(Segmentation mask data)
***
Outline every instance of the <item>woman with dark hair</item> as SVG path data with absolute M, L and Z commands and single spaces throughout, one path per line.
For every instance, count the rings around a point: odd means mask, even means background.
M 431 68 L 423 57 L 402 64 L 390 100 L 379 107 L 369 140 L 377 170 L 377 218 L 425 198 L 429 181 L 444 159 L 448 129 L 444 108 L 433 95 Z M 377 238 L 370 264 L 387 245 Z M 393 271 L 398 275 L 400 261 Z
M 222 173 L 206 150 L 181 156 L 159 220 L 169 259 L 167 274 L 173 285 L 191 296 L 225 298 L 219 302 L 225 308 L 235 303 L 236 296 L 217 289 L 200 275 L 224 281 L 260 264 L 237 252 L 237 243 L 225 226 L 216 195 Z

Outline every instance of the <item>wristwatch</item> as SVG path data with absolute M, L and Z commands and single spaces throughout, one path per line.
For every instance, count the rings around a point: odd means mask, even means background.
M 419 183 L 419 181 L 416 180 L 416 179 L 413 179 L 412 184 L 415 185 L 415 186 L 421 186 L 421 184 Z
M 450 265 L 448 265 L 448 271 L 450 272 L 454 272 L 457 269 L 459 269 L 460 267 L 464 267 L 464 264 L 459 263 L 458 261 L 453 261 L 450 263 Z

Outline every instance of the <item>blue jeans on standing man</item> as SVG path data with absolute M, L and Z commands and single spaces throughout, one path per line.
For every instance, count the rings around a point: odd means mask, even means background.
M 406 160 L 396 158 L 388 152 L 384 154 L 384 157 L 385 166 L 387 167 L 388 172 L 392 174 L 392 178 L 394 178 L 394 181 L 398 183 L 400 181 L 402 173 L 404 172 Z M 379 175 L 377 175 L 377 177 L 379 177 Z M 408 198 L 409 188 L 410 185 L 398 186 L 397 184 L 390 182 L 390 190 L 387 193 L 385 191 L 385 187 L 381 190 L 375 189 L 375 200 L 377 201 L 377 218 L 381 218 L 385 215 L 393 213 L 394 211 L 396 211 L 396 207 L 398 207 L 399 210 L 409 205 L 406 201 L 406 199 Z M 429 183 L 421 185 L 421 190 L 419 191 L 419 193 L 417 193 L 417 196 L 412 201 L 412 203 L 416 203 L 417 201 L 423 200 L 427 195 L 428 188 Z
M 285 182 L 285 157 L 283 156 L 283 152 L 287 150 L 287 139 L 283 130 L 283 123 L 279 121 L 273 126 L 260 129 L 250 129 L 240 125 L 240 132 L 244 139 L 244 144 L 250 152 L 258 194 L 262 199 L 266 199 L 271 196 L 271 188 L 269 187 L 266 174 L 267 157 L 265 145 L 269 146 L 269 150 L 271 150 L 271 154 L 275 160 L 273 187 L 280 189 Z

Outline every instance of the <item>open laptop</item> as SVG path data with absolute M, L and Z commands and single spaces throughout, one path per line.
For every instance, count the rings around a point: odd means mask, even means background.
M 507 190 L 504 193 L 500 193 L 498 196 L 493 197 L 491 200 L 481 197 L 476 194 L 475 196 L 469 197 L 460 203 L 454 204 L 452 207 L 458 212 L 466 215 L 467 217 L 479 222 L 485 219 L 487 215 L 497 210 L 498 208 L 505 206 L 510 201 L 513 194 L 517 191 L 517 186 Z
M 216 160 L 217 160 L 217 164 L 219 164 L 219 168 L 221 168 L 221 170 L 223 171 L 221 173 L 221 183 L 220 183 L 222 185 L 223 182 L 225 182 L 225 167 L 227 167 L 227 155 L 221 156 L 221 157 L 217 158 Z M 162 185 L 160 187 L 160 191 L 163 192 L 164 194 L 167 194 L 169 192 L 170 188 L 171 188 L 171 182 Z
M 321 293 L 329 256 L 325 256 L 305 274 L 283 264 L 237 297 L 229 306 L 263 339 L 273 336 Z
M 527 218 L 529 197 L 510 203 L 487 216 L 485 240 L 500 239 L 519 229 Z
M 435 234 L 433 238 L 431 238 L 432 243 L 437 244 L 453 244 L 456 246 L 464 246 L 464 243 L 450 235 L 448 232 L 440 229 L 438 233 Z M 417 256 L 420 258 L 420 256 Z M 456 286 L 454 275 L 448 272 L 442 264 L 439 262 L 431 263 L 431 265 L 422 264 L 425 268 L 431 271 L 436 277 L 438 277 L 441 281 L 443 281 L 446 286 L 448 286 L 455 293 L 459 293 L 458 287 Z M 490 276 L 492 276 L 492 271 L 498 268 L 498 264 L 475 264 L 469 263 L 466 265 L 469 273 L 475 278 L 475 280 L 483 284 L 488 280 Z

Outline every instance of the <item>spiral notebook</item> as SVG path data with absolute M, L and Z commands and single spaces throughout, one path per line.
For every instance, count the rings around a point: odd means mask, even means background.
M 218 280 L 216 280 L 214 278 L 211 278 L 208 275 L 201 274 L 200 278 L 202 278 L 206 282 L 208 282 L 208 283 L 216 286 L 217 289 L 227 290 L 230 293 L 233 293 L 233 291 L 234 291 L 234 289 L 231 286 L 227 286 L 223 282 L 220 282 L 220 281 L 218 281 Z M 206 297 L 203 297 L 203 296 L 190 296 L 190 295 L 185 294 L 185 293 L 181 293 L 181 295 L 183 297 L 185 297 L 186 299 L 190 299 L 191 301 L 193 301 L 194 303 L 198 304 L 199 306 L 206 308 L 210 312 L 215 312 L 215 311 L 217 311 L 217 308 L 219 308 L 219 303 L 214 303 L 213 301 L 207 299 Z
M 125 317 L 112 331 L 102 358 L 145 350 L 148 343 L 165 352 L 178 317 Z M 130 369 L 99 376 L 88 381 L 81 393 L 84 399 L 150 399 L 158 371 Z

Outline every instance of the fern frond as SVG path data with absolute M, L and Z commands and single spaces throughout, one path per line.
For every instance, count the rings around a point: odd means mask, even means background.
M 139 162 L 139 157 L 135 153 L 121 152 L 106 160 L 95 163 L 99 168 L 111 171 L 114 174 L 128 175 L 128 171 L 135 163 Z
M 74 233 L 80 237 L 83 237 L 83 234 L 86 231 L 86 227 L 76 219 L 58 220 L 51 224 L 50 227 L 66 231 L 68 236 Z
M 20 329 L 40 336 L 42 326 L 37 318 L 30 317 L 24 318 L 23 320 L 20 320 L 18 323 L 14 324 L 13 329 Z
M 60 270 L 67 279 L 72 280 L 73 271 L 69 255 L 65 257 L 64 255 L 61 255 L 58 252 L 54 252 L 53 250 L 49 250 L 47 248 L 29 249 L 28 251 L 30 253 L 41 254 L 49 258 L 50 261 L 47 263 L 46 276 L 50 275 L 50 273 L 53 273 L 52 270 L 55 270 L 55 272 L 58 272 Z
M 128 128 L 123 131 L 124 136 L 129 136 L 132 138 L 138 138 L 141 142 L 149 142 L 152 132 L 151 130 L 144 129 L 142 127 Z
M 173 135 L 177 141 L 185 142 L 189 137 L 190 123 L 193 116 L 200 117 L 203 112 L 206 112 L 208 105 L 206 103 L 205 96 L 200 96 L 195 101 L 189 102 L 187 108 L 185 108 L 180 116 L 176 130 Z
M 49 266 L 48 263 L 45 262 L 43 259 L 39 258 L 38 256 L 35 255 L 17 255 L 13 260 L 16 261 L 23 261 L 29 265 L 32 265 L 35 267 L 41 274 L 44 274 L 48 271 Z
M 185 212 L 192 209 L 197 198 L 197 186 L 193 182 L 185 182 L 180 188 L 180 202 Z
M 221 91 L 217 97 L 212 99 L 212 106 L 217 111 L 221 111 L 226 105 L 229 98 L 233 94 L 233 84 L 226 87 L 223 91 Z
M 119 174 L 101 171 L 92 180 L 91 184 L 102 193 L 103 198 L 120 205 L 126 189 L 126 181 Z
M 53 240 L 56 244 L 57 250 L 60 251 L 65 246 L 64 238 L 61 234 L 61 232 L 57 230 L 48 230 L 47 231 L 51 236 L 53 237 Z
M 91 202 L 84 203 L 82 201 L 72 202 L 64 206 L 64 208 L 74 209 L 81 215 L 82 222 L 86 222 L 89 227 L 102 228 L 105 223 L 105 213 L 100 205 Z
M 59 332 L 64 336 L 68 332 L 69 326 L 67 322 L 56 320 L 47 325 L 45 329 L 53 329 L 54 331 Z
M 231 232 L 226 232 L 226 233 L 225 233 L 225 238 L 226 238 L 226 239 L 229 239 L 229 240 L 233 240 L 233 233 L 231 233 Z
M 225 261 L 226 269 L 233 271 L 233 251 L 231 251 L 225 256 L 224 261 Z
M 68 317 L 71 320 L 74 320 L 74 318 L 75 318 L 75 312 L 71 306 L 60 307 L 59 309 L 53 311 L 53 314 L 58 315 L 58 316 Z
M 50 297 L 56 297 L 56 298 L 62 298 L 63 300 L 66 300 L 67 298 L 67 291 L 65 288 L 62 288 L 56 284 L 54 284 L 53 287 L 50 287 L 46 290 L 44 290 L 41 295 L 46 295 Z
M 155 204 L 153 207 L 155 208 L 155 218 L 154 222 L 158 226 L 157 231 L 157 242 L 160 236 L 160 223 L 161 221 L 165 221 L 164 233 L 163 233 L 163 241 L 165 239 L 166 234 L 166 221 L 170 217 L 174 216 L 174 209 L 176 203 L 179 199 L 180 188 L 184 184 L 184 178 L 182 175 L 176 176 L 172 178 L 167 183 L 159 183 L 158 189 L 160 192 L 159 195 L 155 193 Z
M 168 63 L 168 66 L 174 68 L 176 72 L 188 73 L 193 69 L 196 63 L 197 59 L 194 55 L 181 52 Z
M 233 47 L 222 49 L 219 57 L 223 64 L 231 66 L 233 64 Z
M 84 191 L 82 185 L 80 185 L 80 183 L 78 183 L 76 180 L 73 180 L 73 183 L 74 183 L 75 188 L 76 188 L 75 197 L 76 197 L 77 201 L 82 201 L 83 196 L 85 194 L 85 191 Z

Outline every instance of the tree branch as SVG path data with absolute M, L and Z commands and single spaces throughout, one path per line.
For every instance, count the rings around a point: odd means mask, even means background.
***
- **TASK REQUIREMENTS**
From the records above, tally every line that includes the word "item" and reply with the total by itself.

- **RESPONSE**
5